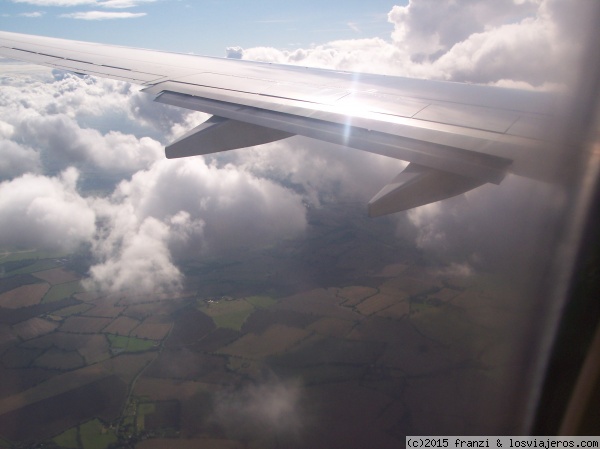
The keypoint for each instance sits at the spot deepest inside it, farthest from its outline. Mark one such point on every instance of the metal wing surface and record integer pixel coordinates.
(455, 136)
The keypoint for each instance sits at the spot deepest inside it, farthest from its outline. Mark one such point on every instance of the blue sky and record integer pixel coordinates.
(203, 27)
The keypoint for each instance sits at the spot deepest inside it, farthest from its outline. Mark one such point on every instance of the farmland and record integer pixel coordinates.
(345, 352)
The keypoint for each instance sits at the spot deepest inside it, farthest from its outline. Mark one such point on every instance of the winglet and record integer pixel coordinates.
(221, 134)
(416, 186)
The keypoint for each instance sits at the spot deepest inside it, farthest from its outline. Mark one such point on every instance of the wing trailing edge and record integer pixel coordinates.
(221, 134)
(417, 186)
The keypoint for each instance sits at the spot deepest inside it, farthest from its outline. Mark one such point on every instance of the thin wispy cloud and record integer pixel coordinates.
(102, 15)
(56, 2)
(116, 4)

══════════════════════════════

WHAT YOU HAVE TO DO:
Copy all of the lines above word for word, including the coordinates, and leave out the pictures.

TASK OUTPUT:
The keypoint for each instance sits at the spot deepest inside it, farthest from its outline. Mark one such point on every instance of the metal wing surface and record integer pixel coordinates.
(455, 136)
The keypoint for each instance sits at the spot deepest inside it, farthest from its outline. Mark one such point on every instance of the blue sky and record integer pixel coordinates.
(203, 27)
The keypoint for each instance sits at the spot deepest inside it, farthest from its outline. Mark one such point on every instance of the farmland and record integer pixel coordinates.
(345, 352)
The keypoint for each instance sits at the spot deepest inside it, farthest from its outline. Mark one such point on every instance of the winglet and record integer pixel coordinates.
(221, 134)
(416, 186)
The keypoint for each instance sits at the spot deepest inside it, farthest from its outline. Mark one such point on every instance of the wing trailing edge and record integer pixel coordinates.
(221, 134)
(417, 186)
The keypoint for each instance sits at the spot deepest inside it, farthest from its outline. Mark one such point on every instance of the thin wispy cloud and record integer pixel coordinates.
(102, 15)
(56, 2)
(116, 4)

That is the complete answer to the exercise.